**Exercise requirements**
What is needed is an exact copy of every line in the listing.

**Records for the task**
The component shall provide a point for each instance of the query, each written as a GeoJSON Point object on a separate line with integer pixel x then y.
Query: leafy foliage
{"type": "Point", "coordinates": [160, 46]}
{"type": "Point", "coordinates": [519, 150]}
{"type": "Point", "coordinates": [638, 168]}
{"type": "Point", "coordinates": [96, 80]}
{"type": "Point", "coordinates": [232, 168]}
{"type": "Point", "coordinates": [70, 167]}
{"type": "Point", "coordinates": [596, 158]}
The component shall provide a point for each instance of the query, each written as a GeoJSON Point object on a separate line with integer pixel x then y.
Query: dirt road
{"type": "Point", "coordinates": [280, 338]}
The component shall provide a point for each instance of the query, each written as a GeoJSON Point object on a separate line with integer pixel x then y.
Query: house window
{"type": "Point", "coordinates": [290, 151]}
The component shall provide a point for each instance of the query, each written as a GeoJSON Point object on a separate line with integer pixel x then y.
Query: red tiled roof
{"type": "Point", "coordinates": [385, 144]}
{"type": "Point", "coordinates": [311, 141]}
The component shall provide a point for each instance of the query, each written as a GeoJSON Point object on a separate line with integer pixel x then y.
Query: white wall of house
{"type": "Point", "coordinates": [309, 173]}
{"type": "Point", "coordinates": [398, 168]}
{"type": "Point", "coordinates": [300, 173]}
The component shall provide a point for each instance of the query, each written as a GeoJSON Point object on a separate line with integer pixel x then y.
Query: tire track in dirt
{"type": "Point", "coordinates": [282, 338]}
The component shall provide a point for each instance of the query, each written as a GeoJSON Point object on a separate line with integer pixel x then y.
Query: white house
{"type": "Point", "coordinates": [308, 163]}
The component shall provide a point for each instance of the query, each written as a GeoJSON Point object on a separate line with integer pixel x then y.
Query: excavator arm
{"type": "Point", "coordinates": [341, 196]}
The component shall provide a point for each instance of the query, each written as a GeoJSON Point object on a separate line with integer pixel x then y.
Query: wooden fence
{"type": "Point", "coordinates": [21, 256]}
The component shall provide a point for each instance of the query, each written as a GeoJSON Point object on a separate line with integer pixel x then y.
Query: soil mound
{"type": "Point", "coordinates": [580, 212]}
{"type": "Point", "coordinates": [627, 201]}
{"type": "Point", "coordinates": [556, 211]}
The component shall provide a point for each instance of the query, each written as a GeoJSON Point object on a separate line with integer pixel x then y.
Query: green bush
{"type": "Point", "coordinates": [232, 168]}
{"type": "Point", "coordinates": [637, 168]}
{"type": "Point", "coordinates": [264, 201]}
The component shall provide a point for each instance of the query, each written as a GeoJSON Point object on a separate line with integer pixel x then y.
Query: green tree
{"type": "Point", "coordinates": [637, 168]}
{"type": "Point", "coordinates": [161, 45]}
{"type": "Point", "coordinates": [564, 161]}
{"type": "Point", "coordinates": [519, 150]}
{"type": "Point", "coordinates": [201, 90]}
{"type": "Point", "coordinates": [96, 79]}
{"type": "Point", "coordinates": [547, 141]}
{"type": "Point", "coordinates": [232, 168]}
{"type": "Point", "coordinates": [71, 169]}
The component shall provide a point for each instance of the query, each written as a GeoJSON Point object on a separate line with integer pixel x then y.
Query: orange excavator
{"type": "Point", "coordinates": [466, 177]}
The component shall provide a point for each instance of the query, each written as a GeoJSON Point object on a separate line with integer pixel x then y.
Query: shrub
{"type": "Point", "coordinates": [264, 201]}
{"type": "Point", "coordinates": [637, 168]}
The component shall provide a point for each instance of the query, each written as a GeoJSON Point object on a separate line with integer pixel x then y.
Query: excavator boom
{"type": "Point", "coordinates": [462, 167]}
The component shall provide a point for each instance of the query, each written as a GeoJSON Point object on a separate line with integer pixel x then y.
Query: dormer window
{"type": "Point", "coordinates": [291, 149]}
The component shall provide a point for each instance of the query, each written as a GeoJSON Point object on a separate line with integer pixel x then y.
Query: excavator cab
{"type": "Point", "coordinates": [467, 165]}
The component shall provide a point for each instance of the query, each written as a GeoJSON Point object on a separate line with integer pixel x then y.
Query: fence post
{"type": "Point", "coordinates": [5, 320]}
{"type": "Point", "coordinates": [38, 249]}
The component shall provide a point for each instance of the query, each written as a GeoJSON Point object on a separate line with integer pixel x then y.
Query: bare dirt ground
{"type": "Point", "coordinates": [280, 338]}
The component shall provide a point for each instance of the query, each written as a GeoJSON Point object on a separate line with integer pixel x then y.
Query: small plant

**Reply**
The component shall provide a point for each instance of the query, each written as a GeoJSON Point object on a separate line with integer pixel x then y.
Query: leafy foliage
{"type": "Point", "coordinates": [160, 46]}
{"type": "Point", "coordinates": [519, 150]}
{"type": "Point", "coordinates": [638, 168]}
{"type": "Point", "coordinates": [96, 80]}
{"type": "Point", "coordinates": [232, 168]}
{"type": "Point", "coordinates": [70, 167]}
{"type": "Point", "coordinates": [596, 158]}
The component shall provide a point for each instance of the query, each written as a GeoJSON Point object on a separate line with integer pixel x then y.
Query: dirt road
{"type": "Point", "coordinates": [280, 338]}
The component shall provide a point for each instance of the query, each written as a GeoJSON Point object on a separate line with integer pixel x then y.
Query: house window
{"type": "Point", "coordinates": [290, 151]}
The component shall provide a point for each instance of the query, each written as a GeoJSON Point object on a separate line with integer pixel x then y.
Query: red tiled roof
{"type": "Point", "coordinates": [385, 144]}
{"type": "Point", "coordinates": [311, 141]}
The component shall provide a point for each instance of the query, each written as a GeoJSON Point object on a separate line with integer pixel x then y.
Query: white wall of house
{"type": "Point", "coordinates": [309, 173]}
{"type": "Point", "coordinates": [398, 168]}
{"type": "Point", "coordinates": [300, 173]}
The component shall provide a point for each instance of the query, each written as a GeoJSON Point object on a separate line with integer pixel x then y.
Query: tire track in dirt
{"type": "Point", "coordinates": [282, 338]}
The component shall provide a point for each instance of the query, each written as a GeoJSON Point object on a separate line with integer pixel x then y.
Query: white house
{"type": "Point", "coordinates": [308, 163]}
The component shall provide a point for each instance of the query, each written as a GeoJSON Point object on a separate line with integer pixel x then y.
Query: excavator arm
{"type": "Point", "coordinates": [341, 196]}
The component shall provide a point for each instance of the query, each written as a GeoJSON Point object on a separate line with integer pixel x then y.
Query: wooden fence
{"type": "Point", "coordinates": [21, 256]}
The component shall provide a point for each instance of the query, each written as a GeoJSON Point object on a separate line with integer pixel x then y.
Query: soil mound
{"type": "Point", "coordinates": [580, 212]}
{"type": "Point", "coordinates": [627, 201]}
{"type": "Point", "coordinates": [556, 211]}
The component shall provide a point for each instance of the query, each written as a GeoJSON Point object on a separate line with integer pixel x then y.
Query: green bush
{"type": "Point", "coordinates": [232, 168]}
{"type": "Point", "coordinates": [637, 168]}
{"type": "Point", "coordinates": [264, 201]}
The component shall provide a point for each instance of the query, each written as a GeoJSON Point object on a separate line with integer pixel x then y.
Query: green tree
{"type": "Point", "coordinates": [637, 168]}
{"type": "Point", "coordinates": [161, 45]}
{"type": "Point", "coordinates": [564, 161]}
{"type": "Point", "coordinates": [519, 150]}
{"type": "Point", "coordinates": [201, 90]}
{"type": "Point", "coordinates": [96, 79]}
{"type": "Point", "coordinates": [547, 141]}
{"type": "Point", "coordinates": [232, 168]}
{"type": "Point", "coordinates": [71, 169]}
The component shall provide a point for each instance of the query, each written as a GeoJSON Point object on a separate line with integer pixel x then y.
Query: orange excavator
{"type": "Point", "coordinates": [466, 177]}
The component shall provide a point for each instance of the query, each written as a GeoJSON Point object on a separate line with integer pixel x then y.
Query: shrub
{"type": "Point", "coordinates": [264, 201]}
{"type": "Point", "coordinates": [637, 168]}
The component shall provide a point for each instance of the query, each written as a GeoJSON Point object on a separate line with integer pixel x then y.
Query: excavator boom
{"type": "Point", "coordinates": [462, 167]}
The component shall provide a point for each instance of the query, each written as a GeoJSON Point object on a separate line with integer pixel x then y.
Query: dormer window
{"type": "Point", "coordinates": [291, 149]}
The component shall provide a point for each instance of the query, each written as a GeoJSON Point object on a separate line with integer pixel x then y.
Query: excavator cab
{"type": "Point", "coordinates": [467, 165]}
The component shall provide a point for each instance of the query, each written as a GeoJSON Point object on a separate line with integer pixel x then y.
Query: fence post
{"type": "Point", "coordinates": [5, 320]}
{"type": "Point", "coordinates": [38, 249]}
The component shall provide a point for each instance of the query, each written as a GeoJSON Point object on a separate line with integer pixel x then y.
Query: bare dirt ground
{"type": "Point", "coordinates": [280, 338]}
The component shall provide a point for each instance of the query, each written as a GeoJSON Point object on a separate line with integer pixel x then y.
Query: small plant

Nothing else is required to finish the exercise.